*EXERCICES*:
1 – D'après le texte de l'exercice, à combien s'élève l'astreinte par jour de retard ?
2 – Recopiez, s'il vous plaît, le passage du texte de l'exercice qui s'ouvre sur les mots contenant "Moyens des parties" et se ferme sur "soumise à TVA.".

*TEXTE DE L'EXERCICE*:
────────────────────

Sur les conséquences de la reconnaissance du statut des baux commerciaux :

Moyens des parties

Monsieur et Madame [Z] font valoir que :

* le bail conclu entre la SCI ACAF et la requérante le 1er juin 2015 n'arrivera à échéance que le 30 mai 2024, mais la qualité de nouveau propriétaire de la SCI CCLB justifie que le nouveau bail prenne effet à compter du 29 août 2021 pour se terminer à pareille époque en 2030, conformément aux dispositions de l'article L.145-4 du code de commerce ;

* leur loyer s'élevait jusqu'en août 2021 à 1 807,59 euros HT par mois, outre une provision sur charges de 210 euros par mois, non soumise à TVA.

Réponse de la cour

Dans la mesure où Monsieur et Madame [Z] avaient droit à la poursuite de leur bail '' aux mêmes clauses et conditions que celles stipulées dans les baux qui seront en vigueur.'' à l'expiration du bail à construction soit le 29 août 2021, il convient de condamner la SCI CCLB à effectuer cette régularisation de bail portant sur un local commercial constitué de deux cases commerciales portant les n° 14 et 15 pour une superficie d'environ 116 mètres carrés (comme indiqué dans le bail du 1er juin 2015) et situé dans le centre commercial lieudit [14] à [Localité 18], et ceci avec effet au 29 août 2021. Ce bail sera régularisé aux mêmes clauses conditions et charges que le bail du 1er juin 2015 y compris celles relatives au montant du loyer sous réserve des dispositions légales et réglementaires impératives intervenues depuis cette date. Cette condamnation sera assortie d'une astreinte de 100 euros par jour de retard, passé un délai d'un mois à compter de la signification du présent arrêt et pour une durée de trois mois au-delà de laquelle il sera à nouveau fait droit.

────────────────────

*DONNÉES EXTRAITES*:
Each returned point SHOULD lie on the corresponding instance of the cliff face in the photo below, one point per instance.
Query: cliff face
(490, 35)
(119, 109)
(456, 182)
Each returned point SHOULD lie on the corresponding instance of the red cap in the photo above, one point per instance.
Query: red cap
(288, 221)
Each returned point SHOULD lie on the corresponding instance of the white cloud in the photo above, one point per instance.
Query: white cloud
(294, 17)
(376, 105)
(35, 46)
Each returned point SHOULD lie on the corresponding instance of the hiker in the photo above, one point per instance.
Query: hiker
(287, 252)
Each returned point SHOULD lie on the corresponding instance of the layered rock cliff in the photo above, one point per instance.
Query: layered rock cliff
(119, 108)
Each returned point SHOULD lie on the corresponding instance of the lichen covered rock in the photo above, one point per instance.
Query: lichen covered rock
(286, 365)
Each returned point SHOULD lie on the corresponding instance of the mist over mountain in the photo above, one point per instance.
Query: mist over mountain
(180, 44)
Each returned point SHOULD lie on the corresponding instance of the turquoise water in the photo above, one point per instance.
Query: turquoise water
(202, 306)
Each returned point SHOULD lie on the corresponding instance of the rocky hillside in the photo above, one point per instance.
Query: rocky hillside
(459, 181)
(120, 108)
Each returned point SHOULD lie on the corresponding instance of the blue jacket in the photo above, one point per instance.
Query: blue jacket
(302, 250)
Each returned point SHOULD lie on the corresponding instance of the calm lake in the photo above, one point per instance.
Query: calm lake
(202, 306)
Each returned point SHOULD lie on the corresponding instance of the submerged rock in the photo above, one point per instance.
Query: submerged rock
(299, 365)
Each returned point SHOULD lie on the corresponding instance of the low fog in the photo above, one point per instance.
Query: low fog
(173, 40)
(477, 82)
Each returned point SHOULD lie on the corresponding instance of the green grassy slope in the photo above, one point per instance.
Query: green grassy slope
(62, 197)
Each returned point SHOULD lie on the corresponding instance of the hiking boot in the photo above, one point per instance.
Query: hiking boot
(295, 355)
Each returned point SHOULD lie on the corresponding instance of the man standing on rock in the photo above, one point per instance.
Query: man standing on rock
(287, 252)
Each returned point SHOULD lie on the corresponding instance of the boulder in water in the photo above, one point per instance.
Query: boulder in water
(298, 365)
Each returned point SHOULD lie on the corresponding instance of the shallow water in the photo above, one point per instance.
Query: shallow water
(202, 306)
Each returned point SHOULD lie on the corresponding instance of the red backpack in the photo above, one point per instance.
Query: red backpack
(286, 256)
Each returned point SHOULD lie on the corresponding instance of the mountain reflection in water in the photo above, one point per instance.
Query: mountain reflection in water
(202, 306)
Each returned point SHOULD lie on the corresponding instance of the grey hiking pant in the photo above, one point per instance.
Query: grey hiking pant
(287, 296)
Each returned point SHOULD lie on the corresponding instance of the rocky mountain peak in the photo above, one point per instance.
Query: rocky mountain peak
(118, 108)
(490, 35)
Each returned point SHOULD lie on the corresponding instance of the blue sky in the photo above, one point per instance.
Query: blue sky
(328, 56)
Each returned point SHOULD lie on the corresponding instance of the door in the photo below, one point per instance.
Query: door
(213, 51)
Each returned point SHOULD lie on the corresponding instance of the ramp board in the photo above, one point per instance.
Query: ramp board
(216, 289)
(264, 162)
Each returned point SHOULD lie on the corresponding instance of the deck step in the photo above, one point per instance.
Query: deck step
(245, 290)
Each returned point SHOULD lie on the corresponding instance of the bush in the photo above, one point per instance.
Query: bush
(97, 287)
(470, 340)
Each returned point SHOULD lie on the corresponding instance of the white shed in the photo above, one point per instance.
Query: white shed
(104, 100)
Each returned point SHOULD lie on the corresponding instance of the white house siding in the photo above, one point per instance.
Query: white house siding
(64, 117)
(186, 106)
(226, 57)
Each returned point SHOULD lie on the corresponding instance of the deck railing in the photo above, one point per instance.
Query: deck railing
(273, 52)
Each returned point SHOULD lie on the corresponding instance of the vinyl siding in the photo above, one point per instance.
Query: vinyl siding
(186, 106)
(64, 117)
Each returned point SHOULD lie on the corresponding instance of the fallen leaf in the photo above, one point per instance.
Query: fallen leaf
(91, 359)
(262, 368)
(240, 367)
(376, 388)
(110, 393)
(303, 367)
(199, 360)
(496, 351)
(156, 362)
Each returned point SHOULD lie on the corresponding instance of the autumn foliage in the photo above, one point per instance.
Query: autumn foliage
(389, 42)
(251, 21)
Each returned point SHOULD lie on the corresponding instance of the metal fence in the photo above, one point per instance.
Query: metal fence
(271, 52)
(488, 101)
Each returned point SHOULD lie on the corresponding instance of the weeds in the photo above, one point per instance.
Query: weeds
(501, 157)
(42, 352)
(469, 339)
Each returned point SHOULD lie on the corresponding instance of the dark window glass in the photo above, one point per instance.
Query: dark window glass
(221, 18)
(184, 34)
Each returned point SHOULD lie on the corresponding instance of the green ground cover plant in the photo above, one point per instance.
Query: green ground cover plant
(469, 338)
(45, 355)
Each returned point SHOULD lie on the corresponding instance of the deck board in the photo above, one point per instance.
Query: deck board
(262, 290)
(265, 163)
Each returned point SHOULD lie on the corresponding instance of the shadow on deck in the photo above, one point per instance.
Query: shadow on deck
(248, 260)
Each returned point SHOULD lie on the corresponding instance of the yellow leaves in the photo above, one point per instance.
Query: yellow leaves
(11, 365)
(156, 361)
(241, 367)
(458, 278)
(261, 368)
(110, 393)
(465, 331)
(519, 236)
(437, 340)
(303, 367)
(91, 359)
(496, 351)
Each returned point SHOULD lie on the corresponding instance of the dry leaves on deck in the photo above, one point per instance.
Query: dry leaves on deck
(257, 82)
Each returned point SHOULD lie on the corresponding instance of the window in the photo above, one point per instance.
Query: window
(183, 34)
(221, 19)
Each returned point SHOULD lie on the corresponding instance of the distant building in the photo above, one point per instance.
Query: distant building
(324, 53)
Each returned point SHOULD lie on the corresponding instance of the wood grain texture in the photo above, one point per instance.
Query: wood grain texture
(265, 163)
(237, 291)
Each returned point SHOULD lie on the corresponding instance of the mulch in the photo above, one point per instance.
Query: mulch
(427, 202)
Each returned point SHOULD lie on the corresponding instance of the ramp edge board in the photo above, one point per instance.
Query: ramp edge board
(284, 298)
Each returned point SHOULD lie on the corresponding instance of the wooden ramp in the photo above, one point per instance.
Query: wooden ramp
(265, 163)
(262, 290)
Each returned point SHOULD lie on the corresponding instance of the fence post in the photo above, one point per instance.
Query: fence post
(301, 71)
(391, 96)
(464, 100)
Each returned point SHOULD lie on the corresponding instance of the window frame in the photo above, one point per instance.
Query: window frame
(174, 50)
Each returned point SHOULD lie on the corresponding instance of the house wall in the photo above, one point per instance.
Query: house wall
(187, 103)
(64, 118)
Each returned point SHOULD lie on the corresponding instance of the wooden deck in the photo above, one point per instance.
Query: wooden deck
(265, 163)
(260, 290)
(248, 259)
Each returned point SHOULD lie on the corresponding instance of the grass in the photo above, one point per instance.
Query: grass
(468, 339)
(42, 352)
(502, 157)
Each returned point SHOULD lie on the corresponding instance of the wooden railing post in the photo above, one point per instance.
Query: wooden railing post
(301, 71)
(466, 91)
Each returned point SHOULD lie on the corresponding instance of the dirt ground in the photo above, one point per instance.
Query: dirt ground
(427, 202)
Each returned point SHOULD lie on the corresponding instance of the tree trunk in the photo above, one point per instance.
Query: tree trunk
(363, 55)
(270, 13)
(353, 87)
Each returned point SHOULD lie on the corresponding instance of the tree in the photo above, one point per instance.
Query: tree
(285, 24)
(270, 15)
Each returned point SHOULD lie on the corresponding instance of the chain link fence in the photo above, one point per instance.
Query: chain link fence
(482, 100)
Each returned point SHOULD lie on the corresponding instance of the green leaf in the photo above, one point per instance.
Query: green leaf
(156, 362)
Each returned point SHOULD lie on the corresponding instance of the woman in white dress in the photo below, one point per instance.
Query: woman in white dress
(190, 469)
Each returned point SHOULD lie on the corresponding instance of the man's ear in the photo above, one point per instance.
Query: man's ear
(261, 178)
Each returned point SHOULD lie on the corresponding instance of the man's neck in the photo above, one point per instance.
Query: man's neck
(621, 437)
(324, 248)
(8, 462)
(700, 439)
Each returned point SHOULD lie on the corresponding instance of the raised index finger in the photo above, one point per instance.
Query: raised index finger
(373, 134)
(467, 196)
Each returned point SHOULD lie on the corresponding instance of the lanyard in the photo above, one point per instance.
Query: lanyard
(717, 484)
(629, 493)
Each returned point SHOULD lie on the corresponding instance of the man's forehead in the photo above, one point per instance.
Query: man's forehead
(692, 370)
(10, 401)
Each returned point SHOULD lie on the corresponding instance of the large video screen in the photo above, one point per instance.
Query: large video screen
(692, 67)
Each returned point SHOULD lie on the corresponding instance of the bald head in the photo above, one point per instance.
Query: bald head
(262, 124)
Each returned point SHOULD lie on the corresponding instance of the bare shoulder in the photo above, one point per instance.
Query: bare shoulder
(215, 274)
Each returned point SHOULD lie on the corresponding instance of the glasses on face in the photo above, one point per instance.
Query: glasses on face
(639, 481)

────────────────────

*RÉPONSES FOURNIES*:
1 – 100 euros par jour de retard.

2 –
Moyens des parties

Monsieur et Madame [Z] font valoir que :

* le bail conclu entre la SCI ACAF et la requérante le 1er juin 2015 n'arrivera à échéance que le 30 mai 2024, mais la qualité de nouveau propriétaire de la SCI CCLB justifie que le nouveau bail prenne effet à compter du 29 août 2021 pour se terminer à pareille époque en 2030, conformément aux dispositions de l'article L.145-4 du code de commerce ;

* leur loyer s'élevait jusqu'en août 2021 à 1 807,59 euros HT par mois, outre une provision sur charges de 210 euros par mois, non soumise à TVA.